Labeled contour entries
────

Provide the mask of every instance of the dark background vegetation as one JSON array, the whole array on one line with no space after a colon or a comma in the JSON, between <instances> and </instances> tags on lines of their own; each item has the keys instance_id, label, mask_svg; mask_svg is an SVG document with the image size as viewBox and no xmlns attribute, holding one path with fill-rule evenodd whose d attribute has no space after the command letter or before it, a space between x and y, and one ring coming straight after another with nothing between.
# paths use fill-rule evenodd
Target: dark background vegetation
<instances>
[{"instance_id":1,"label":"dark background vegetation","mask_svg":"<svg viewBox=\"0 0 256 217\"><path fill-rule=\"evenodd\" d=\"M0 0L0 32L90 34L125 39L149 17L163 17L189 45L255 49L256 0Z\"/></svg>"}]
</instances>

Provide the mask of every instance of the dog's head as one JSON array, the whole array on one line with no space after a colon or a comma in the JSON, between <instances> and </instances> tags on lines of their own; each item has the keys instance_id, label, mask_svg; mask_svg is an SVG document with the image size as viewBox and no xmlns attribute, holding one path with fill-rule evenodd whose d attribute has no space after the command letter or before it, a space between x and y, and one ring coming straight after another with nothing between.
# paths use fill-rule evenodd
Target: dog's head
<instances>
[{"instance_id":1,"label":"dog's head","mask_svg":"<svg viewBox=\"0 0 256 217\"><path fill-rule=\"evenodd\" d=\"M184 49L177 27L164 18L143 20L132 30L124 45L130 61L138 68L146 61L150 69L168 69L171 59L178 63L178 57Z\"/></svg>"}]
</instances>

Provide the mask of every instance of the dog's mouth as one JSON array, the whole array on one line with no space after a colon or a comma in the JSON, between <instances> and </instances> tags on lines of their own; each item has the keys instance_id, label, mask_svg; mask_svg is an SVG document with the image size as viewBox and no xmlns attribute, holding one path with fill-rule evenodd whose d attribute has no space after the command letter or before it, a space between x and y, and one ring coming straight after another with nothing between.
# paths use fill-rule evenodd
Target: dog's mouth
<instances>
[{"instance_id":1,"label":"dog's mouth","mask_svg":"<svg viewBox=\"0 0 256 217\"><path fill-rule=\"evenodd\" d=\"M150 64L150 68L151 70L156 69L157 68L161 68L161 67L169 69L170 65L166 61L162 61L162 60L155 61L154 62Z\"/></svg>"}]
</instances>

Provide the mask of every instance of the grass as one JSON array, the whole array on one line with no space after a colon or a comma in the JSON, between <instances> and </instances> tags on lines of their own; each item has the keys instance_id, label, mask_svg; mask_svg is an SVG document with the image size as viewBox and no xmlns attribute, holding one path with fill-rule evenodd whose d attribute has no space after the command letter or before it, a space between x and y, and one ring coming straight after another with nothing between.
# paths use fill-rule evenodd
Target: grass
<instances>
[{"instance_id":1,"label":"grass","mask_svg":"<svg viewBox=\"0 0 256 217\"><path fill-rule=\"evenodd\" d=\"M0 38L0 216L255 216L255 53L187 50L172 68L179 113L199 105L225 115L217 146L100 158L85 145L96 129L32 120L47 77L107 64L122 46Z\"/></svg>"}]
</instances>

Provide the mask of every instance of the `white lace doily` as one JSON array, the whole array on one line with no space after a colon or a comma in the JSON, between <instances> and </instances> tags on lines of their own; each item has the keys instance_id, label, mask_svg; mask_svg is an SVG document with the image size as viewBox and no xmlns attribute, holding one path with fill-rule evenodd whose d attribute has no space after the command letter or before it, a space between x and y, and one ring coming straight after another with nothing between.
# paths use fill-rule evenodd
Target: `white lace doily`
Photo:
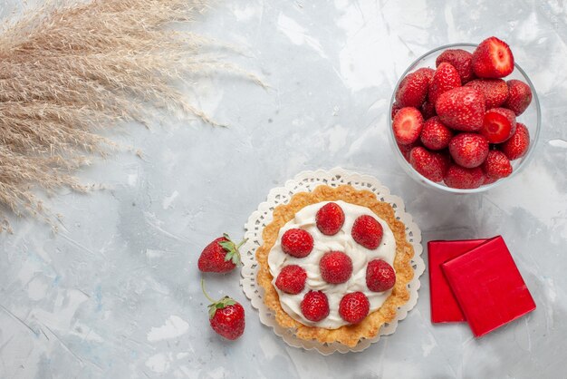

────

→ Requirements
Pull out every line above that contains the string "Target", and treat uppercase and lowercase letters as different.

→ Answer
Target: dark background vegetation
Target: dog's head
Target: dog's mouth
Target: grass
Target: `white lace doily`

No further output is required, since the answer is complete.